### Texte à lire
##############################

47 La progression par degrés en ce qui concerne le temps, l’objet, l’intention, la continuité et les autres circonstances pertinentes, montre que, dans le langage ordinaire, le terme « résidant » ne correspond pas à des éléments invariables qui doivent tous être présents dans chaque cas donné. Il est tout à fait impossible d’en donner une définition précise et applicable à tous les cas. Ce terme est très souple, et ses nuances nombreuses varient non seulement suivant le contexte de différentes matières, mais aussi suivant les différents aspects d’une même matière. Dans un cas donné, on y retrouve certains éléments, dans d’autres, on en trouve d’autres dont certains sont fréquents et certains autres, nouveaux.

 

48 L’expression « résidence habituelle » a un sens restrictif et, alors qu’à première vue elle implique une prépondérance dans le temps, les décisions rendues en vertu de la loi anglaise ont rejeté ce point de vue. On a jugé qu’il s’agit de résidence au cours du mode habituel de vie de la personne en question, par opposition à une résidence spéciale, occasionnelle ou fortuite. Pour appliquer le critère de la résidence habituelle, il faut donc examiner le mode général de vie.

##############################

### Données d'annotation d'images
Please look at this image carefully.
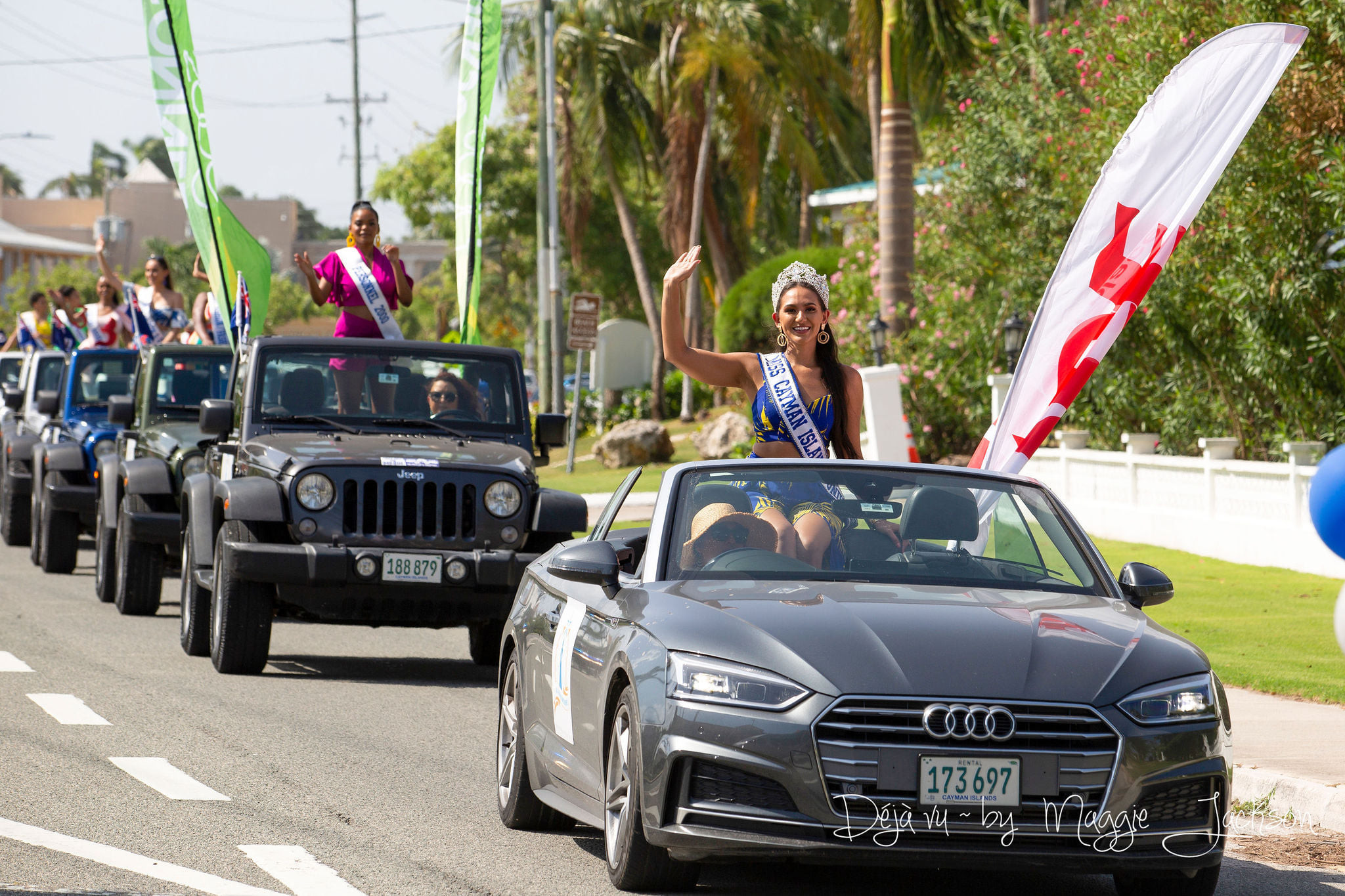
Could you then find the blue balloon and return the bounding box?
[1308,444,1345,557]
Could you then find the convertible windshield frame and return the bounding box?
[648,459,1120,598]
[248,340,529,438]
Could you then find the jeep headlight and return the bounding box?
[485,480,523,517]
[1116,672,1218,725]
[669,650,811,711]
[295,473,336,511]
[181,452,206,480]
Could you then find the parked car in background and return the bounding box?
[181,337,588,673]
[496,459,1232,896]
[93,343,232,618]
[0,351,70,545]
[28,348,140,572]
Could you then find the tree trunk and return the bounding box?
[680,66,720,422]
[601,146,665,421]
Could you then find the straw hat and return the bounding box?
[682,503,778,570]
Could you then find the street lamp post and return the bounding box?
[869,312,888,367]
[1003,312,1028,373]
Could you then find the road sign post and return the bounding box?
[565,293,603,473]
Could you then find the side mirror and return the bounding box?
[108,395,136,426]
[533,414,569,449]
[546,542,620,598]
[1116,563,1173,610]
[199,398,234,437]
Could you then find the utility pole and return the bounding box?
[534,0,548,412]
[327,0,387,202]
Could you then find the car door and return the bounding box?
[530,467,642,798]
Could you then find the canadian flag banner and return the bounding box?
[971,23,1308,473]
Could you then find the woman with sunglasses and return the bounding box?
[93,236,191,343]
[428,371,481,421]
[295,199,416,414]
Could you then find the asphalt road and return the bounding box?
[0,544,1345,896]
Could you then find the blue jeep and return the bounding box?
[28,348,140,572]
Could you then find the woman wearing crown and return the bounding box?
[663,246,891,567]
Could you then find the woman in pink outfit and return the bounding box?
[295,200,414,414]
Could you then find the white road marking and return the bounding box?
[28,693,112,725]
[108,756,229,800]
[238,845,364,896]
[0,650,32,672]
[0,818,284,896]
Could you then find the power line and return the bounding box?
[0,22,463,67]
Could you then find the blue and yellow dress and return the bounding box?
[734,354,845,568]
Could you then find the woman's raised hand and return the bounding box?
[663,246,701,286]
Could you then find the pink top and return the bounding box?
[313,249,416,312]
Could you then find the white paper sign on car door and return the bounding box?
[552,598,585,743]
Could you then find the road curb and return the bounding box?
[1233,764,1345,833]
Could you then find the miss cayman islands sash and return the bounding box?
[336,246,402,339]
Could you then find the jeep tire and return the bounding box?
[209,520,275,675]
[32,470,79,574]
[114,494,164,616]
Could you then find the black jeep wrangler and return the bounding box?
[181,337,588,673]
[93,343,234,615]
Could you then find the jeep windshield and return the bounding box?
[667,461,1105,598]
[252,343,527,434]
[70,352,140,407]
[149,351,232,416]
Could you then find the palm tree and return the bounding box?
[871,0,971,335]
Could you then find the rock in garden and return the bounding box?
[593,421,672,470]
[692,411,752,461]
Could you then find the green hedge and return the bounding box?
[714,246,842,352]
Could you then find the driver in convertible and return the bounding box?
[682,503,778,570]
[428,371,483,421]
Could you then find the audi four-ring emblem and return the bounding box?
[921,702,1014,740]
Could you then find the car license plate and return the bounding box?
[920,756,1022,809]
[384,553,444,584]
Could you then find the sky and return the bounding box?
[0,0,503,239]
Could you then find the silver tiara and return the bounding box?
[771,262,830,310]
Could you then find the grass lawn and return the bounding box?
[1095,539,1345,704]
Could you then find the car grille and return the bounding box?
[688,759,797,813]
[340,479,476,540]
[814,697,1120,836]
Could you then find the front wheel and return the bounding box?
[603,685,701,891]
[209,520,275,675]
[177,526,209,657]
[1111,865,1220,896]
[33,470,79,574]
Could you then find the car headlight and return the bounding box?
[1116,672,1218,725]
[669,650,812,711]
[485,480,523,517]
[181,453,206,480]
[295,473,336,511]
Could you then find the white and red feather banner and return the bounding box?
[971,23,1308,473]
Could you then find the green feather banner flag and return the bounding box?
[144,0,271,341]
[453,0,502,344]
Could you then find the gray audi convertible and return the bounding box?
[498,459,1232,896]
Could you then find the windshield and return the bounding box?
[253,343,526,430]
[0,357,23,385]
[70,352,140,407]
[665,463,1107,595]
[150,352,232,414]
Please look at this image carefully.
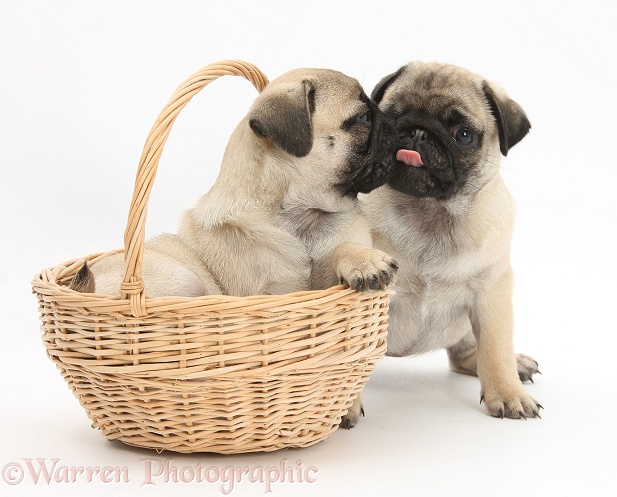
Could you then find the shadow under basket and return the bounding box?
[32,61,392,453]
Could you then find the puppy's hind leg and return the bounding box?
[69,262,94,293]
[340,392,364,430]
[446,329,542,383]
[446,328,478,376]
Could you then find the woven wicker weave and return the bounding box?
[32,61,390,453]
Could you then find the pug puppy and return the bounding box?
[71,69,397,298]
[362,62,542,419]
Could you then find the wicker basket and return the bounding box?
[32,61,390,453]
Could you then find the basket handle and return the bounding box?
[120,60,268,317]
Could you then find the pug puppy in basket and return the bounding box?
[356,62,542,419]
[71,69,397,428]
[71,69,397,298]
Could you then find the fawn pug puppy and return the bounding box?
[356,62,541,419]
[72,69,397,298]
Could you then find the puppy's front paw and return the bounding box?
[340,396,364,430]
[480,388,542,419]
[336,244,398,292]
[516,354,542,383]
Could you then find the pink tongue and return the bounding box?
[396,150,424,167]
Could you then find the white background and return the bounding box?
[0,0,617,497]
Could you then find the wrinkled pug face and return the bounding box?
[372,62,530,199]
[249,69,395,197]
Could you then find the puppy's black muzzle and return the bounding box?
[346,101,396,195]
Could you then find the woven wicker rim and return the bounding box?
[120,60,268,317]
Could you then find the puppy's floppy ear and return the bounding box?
[249,79,315,157]
[482,81,531,157]
[371,66,406,104]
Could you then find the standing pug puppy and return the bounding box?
[72,69,396,304]
[364,62,541,419]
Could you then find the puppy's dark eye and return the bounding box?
[452,127,473,145]
[358,110,371,124]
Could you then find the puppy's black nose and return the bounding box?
[411,128,427,143]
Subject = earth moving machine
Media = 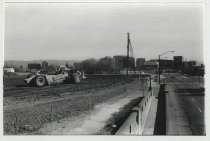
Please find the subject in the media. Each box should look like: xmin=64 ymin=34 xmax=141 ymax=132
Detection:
xmin=24 ymin=66 xmax=86 ymax=87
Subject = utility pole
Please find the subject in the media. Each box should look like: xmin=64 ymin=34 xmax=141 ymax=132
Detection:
xmin=126 ymin=33 xmax=130 ymax=76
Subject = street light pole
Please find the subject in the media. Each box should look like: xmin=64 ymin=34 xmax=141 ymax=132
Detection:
xmin=158 ymin=55 xmax=160 ymax=84
xmin=158 ymin=51 xmax=174 ymax=84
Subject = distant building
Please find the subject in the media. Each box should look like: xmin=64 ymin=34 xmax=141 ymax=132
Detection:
xmin=28 ymin=63 xmax=41 ymax=70
xmin=159 ymin=59 xmax=174 ymax=70
xmin=42 ymin=61 xmax=48 ymax=69
xmin=181 ymin=61 xmax=196 ymax=74
xmin=74 ymin=62 xmax=82 ymax=69
xmin=99 ymin=56 xmax=112 ymax=64
xmin=174 ymin=56 xmax=183 ymax=71
xmin=136 ymin=58 xmax=145 ymax=70
xmin=142 ymin=61 xmax=158 ymax=70
xmin=4 ymin=68 xmax=15 ymax=73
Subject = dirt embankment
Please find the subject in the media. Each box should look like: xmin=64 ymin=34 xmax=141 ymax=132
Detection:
xmin=4 ymin=76 xmax=139 ymax=134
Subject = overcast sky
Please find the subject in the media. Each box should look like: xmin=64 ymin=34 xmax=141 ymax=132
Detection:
xmin=4 ymin=3 xmax=204 ymax=61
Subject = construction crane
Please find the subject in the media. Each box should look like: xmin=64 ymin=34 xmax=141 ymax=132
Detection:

##############################

### Consignes
A. Reproduisez à l'identique, dans les entrées, le passage allant de la ligne qui contient « Could you then find the street » jusqu'à celle qui contient « [0,22,463,67] », ces deux lignes comprises.
B. Rédigez la suite du texte sur la notion de résidence, en reprenant après sa dernière phrase.

### Résultats par tâche
A.
Could you then find the street lamp post and return the bounding box?
[869,312,888,367]
[1003,312,1028,373]
Could you then find the road sign post and return the bounding box?
[565,293,603,473]
Could you then find the side mirror and return the bounding box?
[108,395,136,426]
[533,414,569,449]
[546,542,620,598]
[1116,563,1173,610]
[199,398,234,437]
Could you then find the utility pole and return the bounding box?
[534,0,548,412]
[327,0,387,202]
Could you then find the car door and return the bounding box?
[530,467,642,798]
Could you then find the canadian flag banner and return the bounding box?
[971,23,1308,473]
Could you then find the woman with sunglasses and return the bounding box?
[93,236,191,343]
[428,371,481,421]
[295,199,416,414]
Could you then find the asphalt road and return the bounding box?
[0,544,1345,896]
Could you then find the blue jeep and return the bounding box?
[28,348,140,572]
Could you then find the woman wearing crown and return the bounding box?
[663,246,891,567]
Could you then find the woman in pink outfit and return the bounding box?
[295,200,414,414]
Could you then find the white road marking and return the bounding box?
[28,693,112,725]
[108,756,229,800]
[238,845,364,896]
[0,650,32,672]
[0,818,284,896]
Could you then find the power line and return the bounding box?
[0,22,463,67]

B.
49 Aux fins de la législation de l’impôt sur le revenu, il est nécessaire de considérer que chaque personne a, en tout temps, une résidence. Il n’est pas nécessaire à cet effet qu’elle ait une maison ni un endroit particulier où elle demeure, ni même un abri. Elle peut dormir en plein air. Ce qui importe seul, c’est de déterminer dans l’espace les limites dans lesquelles elle passe sa vie ou auxquelles se rattache ce mode de vie ordonné ou coutumier. La meilleure façon d’apprécier la résidence habituelle est d’en examiner l’antithèse, la résidence occasionnelle, temporaire ou extraordinaire. Cette dernière semble nettement être non pas seulement temporaire et exceptionnelle quant à ses circonstances, mais s’accompagne également d’une notion de provisoire et de retour.

 

50 Mais dans les différentes situations de prétendues « résidences permanentes », « résidences temporaires », « résidences habituelles », « résidences principales » et ainsi de suite, les adjectifs n’influent pas sur le fait qu’il y a dans tous les cas résidence; cette qualité dépend essentiellement du point jusqu’auquel une personne s’établit en pensée et en fait, ou conserve ou centralise son mode de vie habituel avec son cortège de relations sociales, d’intérêts et de convenances là où elle demeure.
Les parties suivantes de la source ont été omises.